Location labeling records
+++

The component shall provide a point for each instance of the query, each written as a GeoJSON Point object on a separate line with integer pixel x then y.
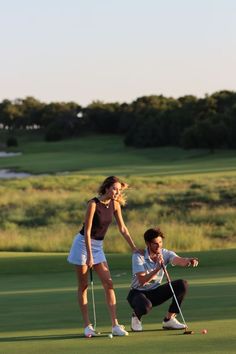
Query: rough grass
{"type": "Point", "coordinates": [196, 212]}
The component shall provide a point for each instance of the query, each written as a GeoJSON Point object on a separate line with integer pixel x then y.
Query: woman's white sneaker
{"type": "Point", "coordinates": [136, 324]}
{"type": "Point", "coordinates": [173, 323]}
{"type": "Point", "coordinates": [119, 330]}
{"type": "Point", "coordinates": [89, 331]}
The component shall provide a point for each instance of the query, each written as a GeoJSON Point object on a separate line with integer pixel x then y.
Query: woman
{"type": "Point", "coordinates": [87, 249]}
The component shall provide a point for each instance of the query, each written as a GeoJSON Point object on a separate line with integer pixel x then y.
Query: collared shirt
{"type": "Point", "coordinates": [143, 263]}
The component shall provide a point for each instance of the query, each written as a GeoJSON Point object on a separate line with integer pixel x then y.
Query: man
{"type": "Point", "coordinates": [146, 289]}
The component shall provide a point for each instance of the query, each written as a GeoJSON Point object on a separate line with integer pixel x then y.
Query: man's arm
{"type": "Point", "coordinates": [185, 262]}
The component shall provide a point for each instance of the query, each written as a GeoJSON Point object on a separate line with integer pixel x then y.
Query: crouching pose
{"type": "Point", "coordinates": [146, 289]}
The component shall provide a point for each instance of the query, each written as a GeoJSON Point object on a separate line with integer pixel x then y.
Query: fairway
{"type": "Point", "coordinates": [39, 313]}
{"type": "Point", "coordinates": [107, 155]}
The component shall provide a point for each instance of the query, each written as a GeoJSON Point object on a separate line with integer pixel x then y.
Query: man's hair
{"type": "Point", "coordinates": [152, 233]}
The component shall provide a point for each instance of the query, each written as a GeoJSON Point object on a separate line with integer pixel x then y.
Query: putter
{"type": "Point", "coordinates": [171, 287]}
{"type": "Point", "coordinates": [93, 302]}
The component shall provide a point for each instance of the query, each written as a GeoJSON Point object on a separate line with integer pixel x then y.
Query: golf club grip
{"type": "Point", "coordinates": [166, 273]}
{"type": "Point", "coordinates": [91, 274]}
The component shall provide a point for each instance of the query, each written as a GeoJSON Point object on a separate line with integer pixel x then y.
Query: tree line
{"type": "Point", "coordinates": [149, 121]}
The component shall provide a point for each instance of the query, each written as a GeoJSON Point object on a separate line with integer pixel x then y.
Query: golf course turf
{"type": "Point", "coordinates": [39, 311]}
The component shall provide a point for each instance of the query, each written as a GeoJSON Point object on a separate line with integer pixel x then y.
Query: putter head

+++

Direction
Using the records above, retype everything exactly except the pictures.

Reply
The component shall provide a point for each instance of the query, each written as a GeoJSON Point object on a separate line with integer pixel x then y.
Query: rough grass
{"type": "Point", "coordinates": [196, 212]}
The component shall provide a point for each instance of the query, each written as a GeoJSON Point object on a separate line with integer pixel x then y.
Query: woman's white sneaker
{"type": "Point", "coordinates": [136, 324]}
{"type": "Point", "coordinates": [173, 323]}
{"type": "Point", "coordinates": [119, 330]}
{"type": "Point", "coordinates": [89, 331]}
The component shall provide a point for each instance of the query, each written as a GeoJSON Point object on a separate line with integer pixel x then y.
Query: woman
{"type": "Point", "coordinates": [87, 249]}
The component shall provide a point for each instance of the query, each written as a GeoJSON Point object on a separate line with integer pixel x then y.
Query: collared shirt
{"type": "Point", "coordinates": [143, 263]}
The component shall provide a point for each instance of the query, each written as a GeoJSON Point object on a separate line with integer pixel x then y.
Query: man
{"type": "Point", "coordinates": [146, 289]}
The component shall provide a point for each instance of the query, each written as a GeoJSON Point object on a separate line with integer pixel x then y.
Query: man's arm
{"type": "Point", "coordinates": [185, 262]}
The component shall provide a point for each instance of the query, each written as a GeoJSON Point object on a separate line with integer pixel x then y.
Query: crouching pose
{"type": "Point", "coordinates": [146, 289]}
The component shall provide a point for each instance of the query, each written as a GeoJSON Point object on a separate line with integer pixel x then y.
Query: fairway
{"type": "Point", "coordinates": [39, 313]}
{"type": "Point", "coordinates": [107, 155]}
The component shall provide a point for each instance of the query, each written as a GeoJSON Point object on a separate line with integer pixel x then y.
Query: man's hair
{"type": "Point", "coordinates": [152, 233]}
The component shall provide a point for each instance of the query, each written as a GeoJSON Point object on a separate line with integer pixel x then y.
Query: putter
{"type": "Point", "coordinates": [171, 287]}
{"type": "Point", "coordinates": [93, 302]}
The component shall provide a point for each instance of the query, each written as a GeoJSON Point object on a separate line with integer pixel x then y.
Query: golf club grip
{"type": "Point", "coordinates": [166, 273]}
{"type": "Point", "coordinates": [91, 274]}
The component shall provide a point for each instance of the query, each written as a GeoJSON Point object on a separate line with integer pixel x then y.
Query: tree line
{"type": "Point", "coordinates": [149, 121]}
The component shall provide a point for each instance of the query, each written as a GeoJSON Point object on a separate line with integer pixel x then y.
Query: golf course turf
{"type": "Point", "coordinates": [39, 311]}
The component shall provide a point for each instance of the query, each written as a GeoJSON Point object on a separate line with integer pixel x then y.
Query: putter head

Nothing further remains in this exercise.